WHAT TO DO:
Reproduce the lightopic package description from "Requires-Dist: pytest>=8.3.3; extra" up to and including "via an API.".

READING TEXT:
☆ ☆ ☆ ☆

Metadata-Version: 2.1
Name: lightopic
Version: 0.0.5
Summary: Slimmer version of BERTopic for transforming new data with an existing, trained model.
Author-email: Hamed Bastan-Hagh <hamed@bastanhagh.com>
Project-URL: Repository, https://github.com/hamedbh/lightopic/
Project-URL: Issues, https://github.com/hamedbh/lightopic/issues
Classifier: License :: OSI Approved :: MIT License
Requires-Python: >=3.10
Description-Content-Type: text/markdown
Requires-Dist: hdbscan>=0.8.39
Requires-Dist: joblib>=1.4.2
Requires-Dist: numba>=0.59.0
Requires-Dist: numpy>=2.0.2
Requires-Dist: umap-learn>=0.5.7
Provides-Extra: bertopic
Requires-Dist: bertopic>=0.16.4; extra == "bertopic"
Provides-Extra: dev
Requires-Dist: bertopic>=0.16.4; extra == "dev"
Requires-Dist: build>=1.2.2.post1; extra == "dev"
Requires-Dist: myst-nb>=1.1.2; extra == "dev"
Requires-Dist: pre-commit>=4.0.1; extra == "dev"
Requires-Dist: pytest>=8.3.3; extra == "dev"
Requires-Dist: ruff>=0.7.4; extra == "dev"
Requires-Dist: sphinx>=8.1.3; extra == "dev"
Requires-Dist: sphinx-autoapi>=3.3.3; extra == "dev"
Requires-Dist: sphinx-rtd-theme>=3.0.2; extra == "dev"
Requires-Dist: setuptools-scm>=8.1.0; extra == "dev"

# Lightopic

This package addresses the specific use case of deploying a [BERTopic](https://maartengr.github.io/BERTopic/index.html) model that you've trained, and now want to use for transforming new data, e.g. via an API.

☆ ☆ ☆ ☆

STORED ROWS:
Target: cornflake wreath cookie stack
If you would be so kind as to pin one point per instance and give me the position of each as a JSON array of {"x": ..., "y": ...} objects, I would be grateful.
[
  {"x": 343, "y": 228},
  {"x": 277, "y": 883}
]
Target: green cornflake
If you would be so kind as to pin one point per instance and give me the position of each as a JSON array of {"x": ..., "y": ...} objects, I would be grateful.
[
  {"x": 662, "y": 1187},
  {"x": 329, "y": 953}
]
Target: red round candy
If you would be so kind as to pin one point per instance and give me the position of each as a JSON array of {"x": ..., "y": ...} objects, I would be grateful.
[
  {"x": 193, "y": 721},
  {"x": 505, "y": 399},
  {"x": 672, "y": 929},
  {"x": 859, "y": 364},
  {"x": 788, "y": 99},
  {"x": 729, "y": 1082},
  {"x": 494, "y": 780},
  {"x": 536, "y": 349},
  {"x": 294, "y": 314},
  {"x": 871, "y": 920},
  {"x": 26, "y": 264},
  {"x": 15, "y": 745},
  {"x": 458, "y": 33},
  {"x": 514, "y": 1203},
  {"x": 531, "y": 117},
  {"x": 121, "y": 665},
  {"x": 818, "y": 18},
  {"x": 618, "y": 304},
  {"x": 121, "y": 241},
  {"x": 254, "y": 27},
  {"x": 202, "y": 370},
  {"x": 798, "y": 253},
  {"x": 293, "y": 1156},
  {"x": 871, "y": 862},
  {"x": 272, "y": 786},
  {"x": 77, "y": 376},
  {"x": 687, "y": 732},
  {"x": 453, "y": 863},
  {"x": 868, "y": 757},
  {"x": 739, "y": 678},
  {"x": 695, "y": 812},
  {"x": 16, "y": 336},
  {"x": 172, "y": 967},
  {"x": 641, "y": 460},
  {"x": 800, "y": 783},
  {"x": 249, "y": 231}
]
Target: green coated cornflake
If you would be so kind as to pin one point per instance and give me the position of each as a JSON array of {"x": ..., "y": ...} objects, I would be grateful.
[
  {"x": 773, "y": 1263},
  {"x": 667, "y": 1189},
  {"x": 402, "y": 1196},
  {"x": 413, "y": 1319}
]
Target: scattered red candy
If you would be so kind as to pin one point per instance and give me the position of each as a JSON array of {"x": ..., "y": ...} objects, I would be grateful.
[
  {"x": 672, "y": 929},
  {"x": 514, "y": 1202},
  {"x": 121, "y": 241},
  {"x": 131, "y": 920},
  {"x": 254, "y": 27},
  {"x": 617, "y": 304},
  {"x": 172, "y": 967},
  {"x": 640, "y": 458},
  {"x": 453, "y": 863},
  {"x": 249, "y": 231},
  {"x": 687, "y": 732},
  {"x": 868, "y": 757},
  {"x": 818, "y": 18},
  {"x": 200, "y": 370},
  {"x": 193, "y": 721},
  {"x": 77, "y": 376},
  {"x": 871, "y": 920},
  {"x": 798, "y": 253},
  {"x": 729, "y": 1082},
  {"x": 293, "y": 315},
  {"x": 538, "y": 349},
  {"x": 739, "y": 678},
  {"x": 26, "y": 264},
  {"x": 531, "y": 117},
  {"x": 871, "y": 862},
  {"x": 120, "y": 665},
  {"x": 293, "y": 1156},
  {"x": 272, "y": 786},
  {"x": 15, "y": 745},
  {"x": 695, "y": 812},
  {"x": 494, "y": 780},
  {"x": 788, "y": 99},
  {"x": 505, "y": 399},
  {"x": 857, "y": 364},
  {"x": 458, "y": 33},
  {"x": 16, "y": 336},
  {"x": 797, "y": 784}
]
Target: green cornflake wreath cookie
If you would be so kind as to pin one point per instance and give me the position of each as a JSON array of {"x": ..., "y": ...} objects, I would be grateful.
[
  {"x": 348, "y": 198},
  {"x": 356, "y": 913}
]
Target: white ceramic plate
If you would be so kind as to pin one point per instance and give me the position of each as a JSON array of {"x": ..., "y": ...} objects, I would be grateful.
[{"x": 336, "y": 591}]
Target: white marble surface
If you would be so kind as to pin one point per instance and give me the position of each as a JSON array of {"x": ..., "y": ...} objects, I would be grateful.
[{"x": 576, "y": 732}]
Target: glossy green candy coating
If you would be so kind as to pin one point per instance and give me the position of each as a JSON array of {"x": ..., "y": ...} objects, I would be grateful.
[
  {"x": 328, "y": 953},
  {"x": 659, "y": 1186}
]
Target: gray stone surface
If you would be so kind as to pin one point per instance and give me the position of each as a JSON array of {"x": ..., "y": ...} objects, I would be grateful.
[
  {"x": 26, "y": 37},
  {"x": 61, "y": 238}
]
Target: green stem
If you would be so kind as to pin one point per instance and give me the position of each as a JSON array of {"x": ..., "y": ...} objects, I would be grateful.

☆ ☆ ☆ ☆

TASK SOLUTION:
Requires-Dist: pytest>=8.3.3; extra == "dev"
Requires-Dist: ruff>=0.7.4; extra == "dev"
Requires-Dist: sphinx>=8.1.3; extra == "dev"
Requires-Dist: sphinx-autoapi>=3.3.3; extra == "dev"
Requires-Dist: sphinx-rtd-theme>=3.0.2; extra == "dev"
Requires-Dist: setuptools-scm>=8.1.0; extra == "dev"

# Lightopic

This package addresses the specific use case of deploying a [BERTopic](https://maartengr.github.io/BERTopic/index.html) model that you've trained, and now want to use for transforming new data, e.g. via an API.